* _Work to be completed_:
Every line of the material has to be retyped exactly.

* _Records for this exercise_:

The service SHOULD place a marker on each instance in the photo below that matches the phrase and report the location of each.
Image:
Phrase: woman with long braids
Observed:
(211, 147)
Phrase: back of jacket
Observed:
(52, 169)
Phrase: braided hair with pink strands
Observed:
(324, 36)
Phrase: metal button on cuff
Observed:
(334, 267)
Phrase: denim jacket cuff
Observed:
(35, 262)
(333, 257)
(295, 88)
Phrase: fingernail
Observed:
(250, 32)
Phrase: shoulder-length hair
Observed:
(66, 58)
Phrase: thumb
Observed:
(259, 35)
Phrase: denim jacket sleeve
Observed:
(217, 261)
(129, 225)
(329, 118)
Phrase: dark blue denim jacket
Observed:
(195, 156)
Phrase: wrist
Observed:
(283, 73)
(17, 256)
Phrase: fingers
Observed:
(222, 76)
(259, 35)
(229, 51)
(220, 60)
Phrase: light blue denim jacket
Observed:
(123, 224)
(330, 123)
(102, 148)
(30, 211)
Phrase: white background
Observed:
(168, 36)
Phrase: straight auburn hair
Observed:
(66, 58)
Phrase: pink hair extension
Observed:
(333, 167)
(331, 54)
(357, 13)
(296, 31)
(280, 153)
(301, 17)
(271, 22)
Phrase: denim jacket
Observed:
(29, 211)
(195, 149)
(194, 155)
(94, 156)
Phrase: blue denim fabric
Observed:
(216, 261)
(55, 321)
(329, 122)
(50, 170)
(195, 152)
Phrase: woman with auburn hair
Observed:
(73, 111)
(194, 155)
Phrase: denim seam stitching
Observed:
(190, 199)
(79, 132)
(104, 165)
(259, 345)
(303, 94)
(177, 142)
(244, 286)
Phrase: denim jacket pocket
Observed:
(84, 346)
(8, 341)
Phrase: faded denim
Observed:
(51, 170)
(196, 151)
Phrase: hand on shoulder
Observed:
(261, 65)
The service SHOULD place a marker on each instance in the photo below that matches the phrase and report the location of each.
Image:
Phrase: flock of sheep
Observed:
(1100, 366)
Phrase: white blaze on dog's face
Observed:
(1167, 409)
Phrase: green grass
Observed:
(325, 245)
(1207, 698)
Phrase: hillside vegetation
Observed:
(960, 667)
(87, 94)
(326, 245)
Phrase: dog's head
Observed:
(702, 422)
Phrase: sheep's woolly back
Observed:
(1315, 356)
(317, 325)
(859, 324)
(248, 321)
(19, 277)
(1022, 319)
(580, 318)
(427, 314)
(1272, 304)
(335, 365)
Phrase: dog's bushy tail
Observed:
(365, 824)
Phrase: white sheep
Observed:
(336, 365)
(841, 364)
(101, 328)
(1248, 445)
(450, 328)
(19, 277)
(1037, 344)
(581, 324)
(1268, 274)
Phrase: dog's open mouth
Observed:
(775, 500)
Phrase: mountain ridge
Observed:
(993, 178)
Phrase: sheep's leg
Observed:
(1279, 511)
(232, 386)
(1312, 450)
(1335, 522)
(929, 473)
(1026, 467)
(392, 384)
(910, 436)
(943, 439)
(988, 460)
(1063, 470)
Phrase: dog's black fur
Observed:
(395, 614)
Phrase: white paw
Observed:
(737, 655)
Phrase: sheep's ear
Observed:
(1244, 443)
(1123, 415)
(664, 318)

* _Reply_:
The service SHOULD place a marker on each instance in the photo below that matches the phrase and report the location of each.
Image:
Phrase: woman with long braids
Observed:
(211, 147)
Phrase: back of jacket
Observed:
(52, 169)
Phrase: braided hair with pink strands
Observed:
(324, 36)
Phrase: metal button on cuff
Observed:
(334, 267)
Phrase: denim jacket cuff
Observed:
(35, 262)
(333, 257)
(295, 88)
Phrase: fingernail
Observed:
(250, 32)
Phrase: shoulder-length hair
Observed:
(66, 58)
Phrase: thumb
Observed:
(259, 35)
Phrase: denim jacket sleeve
Observed:
(217, 261)
(129, 225)
(329, 118)
Phrase: dark blue denim jacket
Observed:
(195, 156)
Phrase: wrist
Observed:
(283, 73)
(17, 256)
Phrase: fingers
Observed:
(222, 76)
(259, 35)
(229, 51)
(220, 60)
Phrase: light blue denim jacket
Observed:
(123, 224)
(330, 123)
(102, 148)
(30, 211)
Phrase: white background
Observed:
(168, 36)
Phrase: straight auburn hair
Observed:
(66, 58)
Phrase: pink hair extension
Observed:
(333, 167)
(331, 54)
(357, 13)
(296, 31)
(280, 153)
(301, 17)
(271, 22)
Phrase: denim jacket
Observed:
(29, 211)
(195, 149)
(194, 155)
(94, 156)
Phrase: blue denim fabric
Observed:
(216, 261)
(55, 321)
(329, 122)
(50, 170)
(195, 152)
Phrase: woman with auburn hair
Observed:
(73, 111)
(194, 155)
Phrase: denim seam stitching
Observed:
(190, 199)
(79, 132)
(104, 165)
(259, 345)
(303, 94)
(177, 142)
(244, 286)
Phrase: denim jacket pocket
Observed:
(84, 346)
(8, 341)
Phrase: faded denim
Observed:
(51, 170)
(196, 151)
Phrase: hand on shoulder
Observed:
(261, 65)
The service SHOULD place a marker on each instance in the photo below that matches the phrase and report the location of each.
Image:
Phrase: flock of sheep
Observed:
(1100, 366)
Phrase: white blaze on dog's face
Observed:
(1167, 409)
Phrase: green grass
Observed:
(325, 245)
(1207, 698)
Phrase: hillside vegetation
Observed:
(960, 667)
(87, 94)
(326, 245)
Phrase: dog's head
Observed:
(702, 422)
Phrase: sheep's woolly back
Observed:
(1315, 356)
(317, 325)
(859, 324)
(248, 321)
(19, 277)
(1022, 319)
(580, 318)
(427, 314)
(1272, 304)
(335, 365)
Phrase: dog's bushy tail
Observed:
(365, 824)
Phrase: white sheep
Observed:
(336, 365)
(841, 364)
(101, 328)
(1248, 445)
(450, 328)
(19, 277)
(1037, 344)
(581, 324)
(1268, 274)
Phrase: dog's open mouth
Observed:
(775, 500)
Phrase: mountain ridge
Observed:
(993, 178)
Phrase: sheep's leg
Observed:
(1279, 511)
(232, 386)
(1312, 450)
(1335, 522)
(929, 473)
(1026, 467)
(392, 384)
(910, 436)
(943, 439)
(988, 460)
(1063, 470)
Phrase: dog's black fur
Observed:
(395, 614)
Phrase: white paw
Observed:
(737, 655)
Phrase: sheep's ear
Observed:
(1244, 443)
(1123, 415)
(664, 318)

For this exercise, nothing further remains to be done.